SET EXERCISE. In every row below, change "tag each instance" to "mark each instance" and write the rows out again with nothing else altered, leaving the pictures out.

DATASET ENTRIES.
^^^^^^^^

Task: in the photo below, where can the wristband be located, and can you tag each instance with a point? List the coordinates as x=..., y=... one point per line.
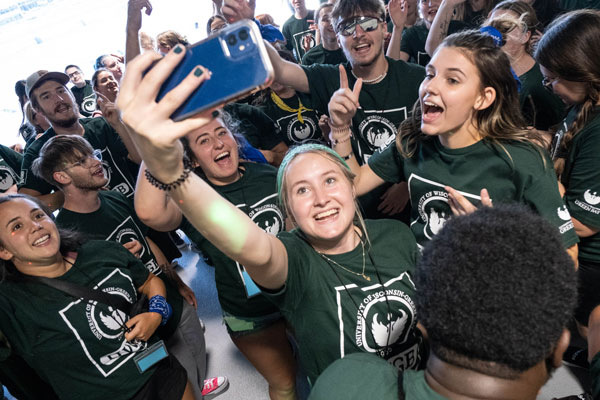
x=158, y=304
x=187, y=169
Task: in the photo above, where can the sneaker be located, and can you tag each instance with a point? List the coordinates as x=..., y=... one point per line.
x=576, y=357
x=215, y=386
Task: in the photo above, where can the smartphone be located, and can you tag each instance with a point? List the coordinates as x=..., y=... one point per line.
x=238, y=60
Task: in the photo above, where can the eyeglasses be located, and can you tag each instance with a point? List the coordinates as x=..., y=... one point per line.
x=548, y=84
x=367, y=24
x=85, y=161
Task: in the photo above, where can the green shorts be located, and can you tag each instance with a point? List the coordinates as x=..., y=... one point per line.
x=241, y=326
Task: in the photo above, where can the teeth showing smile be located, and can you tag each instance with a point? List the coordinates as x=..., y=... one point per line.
x=41, y=240
x=222, y=156
x=326, y=214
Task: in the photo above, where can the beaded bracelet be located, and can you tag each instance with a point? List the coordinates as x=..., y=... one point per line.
x=187, y=169
x=158, y=304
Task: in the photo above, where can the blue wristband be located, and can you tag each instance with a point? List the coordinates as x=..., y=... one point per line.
x=158, y=304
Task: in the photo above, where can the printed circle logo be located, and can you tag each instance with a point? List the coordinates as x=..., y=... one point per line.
x=378, y=131
x=299, y=132
x=269, y=218
x=434, y=211
x=107, y=320
x=7, y=180
x=380, y=328
x=591, y=198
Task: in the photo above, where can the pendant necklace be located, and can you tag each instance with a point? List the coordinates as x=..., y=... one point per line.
x=348, y=270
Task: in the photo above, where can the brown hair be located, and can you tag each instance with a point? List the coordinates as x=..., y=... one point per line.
x=567, y=49
x=56, y=153
x=500, y=122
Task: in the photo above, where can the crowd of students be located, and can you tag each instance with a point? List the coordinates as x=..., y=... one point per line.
x=466, y=132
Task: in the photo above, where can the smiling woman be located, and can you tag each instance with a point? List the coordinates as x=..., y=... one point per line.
x=326, y=273
x=96, y=342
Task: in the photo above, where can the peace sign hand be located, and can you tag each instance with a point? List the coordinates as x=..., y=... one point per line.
x=344, y=102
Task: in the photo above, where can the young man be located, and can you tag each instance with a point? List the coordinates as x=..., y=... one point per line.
x=328, y=51
x=50, y=97
x=70, y=163
x=297, y=30
x=495, y=328
x=82, y=90
x=389, y=91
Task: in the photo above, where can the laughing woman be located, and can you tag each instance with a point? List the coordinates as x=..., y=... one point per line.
x=254, y=324
x=343, y=285
x=464, y=144
x=83, y=349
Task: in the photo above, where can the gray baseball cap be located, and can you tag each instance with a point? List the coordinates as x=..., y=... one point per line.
x=37, y=78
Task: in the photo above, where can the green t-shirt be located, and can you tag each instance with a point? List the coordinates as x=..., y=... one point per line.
x=513, y=172
x=581, y=178
x=595, y=374
x=102, y=137
x=85, y=98
x=540, y=107
x=569, y=5
x=334, y=312
x=75, y=345
x=10, y=168
x=414, y=38
x=117, y=221
x=320, y=55
x=255, y=125
x=291, y=130
x=255, y=194
x=297, y=34
x=416, y=388
x=384, y=105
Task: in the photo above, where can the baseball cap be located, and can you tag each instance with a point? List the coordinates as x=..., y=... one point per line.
x=37, y=78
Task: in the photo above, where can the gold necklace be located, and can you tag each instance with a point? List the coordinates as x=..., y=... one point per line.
x=346, y=269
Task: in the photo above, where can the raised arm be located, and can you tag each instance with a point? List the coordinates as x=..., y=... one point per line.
x=342, y=107
x=134, y=24
x=440, y=24
x=157, y=138
x=398, y=10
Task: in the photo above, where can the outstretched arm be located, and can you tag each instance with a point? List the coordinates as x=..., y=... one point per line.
x=134, y=24
x=440, y=24
x=157, y=137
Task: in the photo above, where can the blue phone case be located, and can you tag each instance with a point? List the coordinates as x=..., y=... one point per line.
x=237, y=68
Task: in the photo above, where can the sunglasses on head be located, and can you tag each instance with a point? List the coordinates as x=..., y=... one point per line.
x=367, y=24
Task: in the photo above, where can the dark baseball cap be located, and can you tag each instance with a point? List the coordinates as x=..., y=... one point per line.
x=37, y=78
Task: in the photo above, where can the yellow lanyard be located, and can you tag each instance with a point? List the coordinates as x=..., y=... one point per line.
x=279, y=103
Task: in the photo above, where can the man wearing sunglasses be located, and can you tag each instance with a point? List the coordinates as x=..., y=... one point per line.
x=389, y=91
x=50, y=97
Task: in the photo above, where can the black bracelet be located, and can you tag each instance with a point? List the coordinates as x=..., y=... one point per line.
x=167, y=187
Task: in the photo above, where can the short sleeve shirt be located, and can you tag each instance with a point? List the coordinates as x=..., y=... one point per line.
x=335, y=311
x=384, y=105
x=255, y=194
x=581, y=178
x=75, y=345
x=513, y=172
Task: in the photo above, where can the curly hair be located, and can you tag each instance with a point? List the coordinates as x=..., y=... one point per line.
x=567, y=49
x=502, y=121
x=69, y=240
x=495, y=290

^^^^^^^^

WRITTEN SOLUTION.
Task: in the photo below, where can the wristband be located, and can you mark each instance with a point? List the coordinates as x=..., y=... one point per line.
x=158, y=304
x=187, y=169
Task: in the photo above, where can the sneaker be located, and can you mark each instance with a point? List the coordinates as x=..., y=... one point per line.
x=576, y=357
x=215, y=386
Task: in the photo above, where can the smartphone be located, and can you mark each instance with a point? List the coordinates as x=..., y=... one point per line.
x=238, y=60
Task: in the photo above, where can the eyeglasses be located, and can you mark each instance with a point? List the coordinates as x=..., y=... one point per line.
x=548, y=84
x=367, y=24
x=85, y=161
Task: in the photo above, where can the green shorts be located, and can you mark each instance with a point? List the coordinates as x=..., y=... one point per line.
x=241, y=326
Task: in the photo above, where can the teeth showing smile be located, and can you mark each instance with a point? List the coordinates as x=..., y=... one point per line.
x=41, y=240
x=222, y=156
x=326, y=214
Task: in the photo above, where can the beaded bracelet be located, and can you mark each instance with a point? List the coordinates as x=..., y=... one point per line.
x=187, y=169
x=158, y=304
Task: in the photo above, where can the blue wristband be located, and can you mark each instance with a point? List the coordinates as x=..., y=... one point per line.
x=158, y=304
Task: in the photo above, where can the printed circle logo be located, and can you mark each instance with a point? List the coordinates as x=..., y=... one point per line.
x=378, y=131
x=299, y=132
x=269, y=218
x=434, y=211
x=107, y=320
x=7, y=180
x=380, y=328
x=591, y=198
Task: in the photo above, where can the pendant necklace be located, and can you mark each instance with a point? List the coordinates as x=..., y=... one point per line.
x=348, y=270
Task: in the photo above, where can the brown hair be located, and can you mark each instance with a point? List the coordinates as x=..., y=... one point per line.
x=567, y=49
x=56, y=153
x=500, y=122
Task: in the photo above, where can the crowd of students be located, and can you mark each instance with a point? List the coordinates as x=..., y=... one point per line.
x=466, y=132
Task: in the photo above, where can the smiling woman be located, and can you mark each instance with a point? List the coordinates as x=..., y=... one point per line.
x=326, y=273
x=96, y=342
Task: in the photo above, where can the peace sign hand be located, and can you mark each instance with a point? List the coordinates as x=..., y=... one point per line.
x=344, y=102
Task: in the photo above, where can the young man be located, and can you mark each instance with a point? List the coordinates as x=..., y=... one point per line.
x=328, y=51
x=50, y=97
x=70, y=163
x=297, y=30
x=495, y=328
x=82, y=90
x=389, y=91
Task: in the photo above, where can the laughing woman be located, and can you mark each instance with a point? List the coordinates as x=..., y=... one point per line.
x=254, y=324
x=343, y=285
x=464, y=144
x=83, y=349
Task: in the photo above, where can the gray baseball cap be located, and can you mark each instance with a point? List the coordinates as x=..., y=... one point per line.
x=37, y=78
Task: in the photo above, where can the green t-shirt be located, and can you mark each instance with a point? List the coordinates as x=..., y=... one point per line.
x=513, y=172
x=581, y=178
x=595, y=374
x=102, y=137
x=85, y=98
x=540, y=107
x=569, y=5
x=334, y=312
x=75, y=345
x=10, y=168
x=414, y=38
x=117, y=221
x=320, y=55
x=255, y=125
x=291, y=130
x=255, y=194
x=297, y=34
x=416, y=388
x=384, y=105
Task: in the photo above, where can the baseball cap be located, and can you mark each instance with a point? List the coordinates as x=..., y=... one point per line.
x=37, y=78
Task: in the photo above, where can the gold necklace be located, and can you mark each instance with a point? List the coordinates as x=..., y=... one point per line.
x=346, y=269
Task: in the photo above, where can the raised arm be located, and can you mark each instance with a point? List the coordinates as x=..., y=... one point per line.
x=342, y=107
x=134, y=24
x=440, y=24
x=157, y=138
x=398, y=10
Task: in the photo above, where can the outstretched arm be located, and can you mark each instance with a point? List the coordinates as x=..., y=... one point per line.
x=134, y=24
x=440, y=24
x=157, y=137
Task: in the photo above, where can the blue phone case be located, and can you mark each instance with a point? List the coordinates as x=..., y=... one point per line.
x=237, y=68
Task: in the photo above, where can the sunglasses on head be located, and can you mark each instance with a point? List the coordinates as x=..., y=... one point per line.
x=367, y=24
Task: in the photo above, where can the dark baseball cap be located, and can you mark each instance with a point? List the coordinates as x=..., y=... one point per line.
x=37, y=78
Task: in the photo above, where can the yellow lanyard be located, and can you mark each instance with a point? List the coordinates as x=..., y=... one point per line.
x=279, y=103
Task: in the photo above, where can the man wearing sunglasses be located, and can you mark each instance with a point? List the coordinates as x=..., y=... one point per line.
x=389, y=91
x=50, y=97
Task: in the photo above, where can the black bracelet be located, and can you mark each instance with a point? List the coordinates as x=..., y=... one point per line.
x=167, y=187
Task: in the photo above, where can the short sleeve shirt be located, and can you mark each instance with a point? List the coordinates as x=..., y=... one point per line.
x=335, y=311
x=384, y=105
x=255, y=194
x=581, y=178
x=75, y=345
x=513, y=172
Task: in the photo above, where can the curly hair be located, and can you mark each instance with a point? List the coordinates as x=..., y=... one point per line.
x=567, y=49
x=502, y=121
x=69, y=240
x=495, y=290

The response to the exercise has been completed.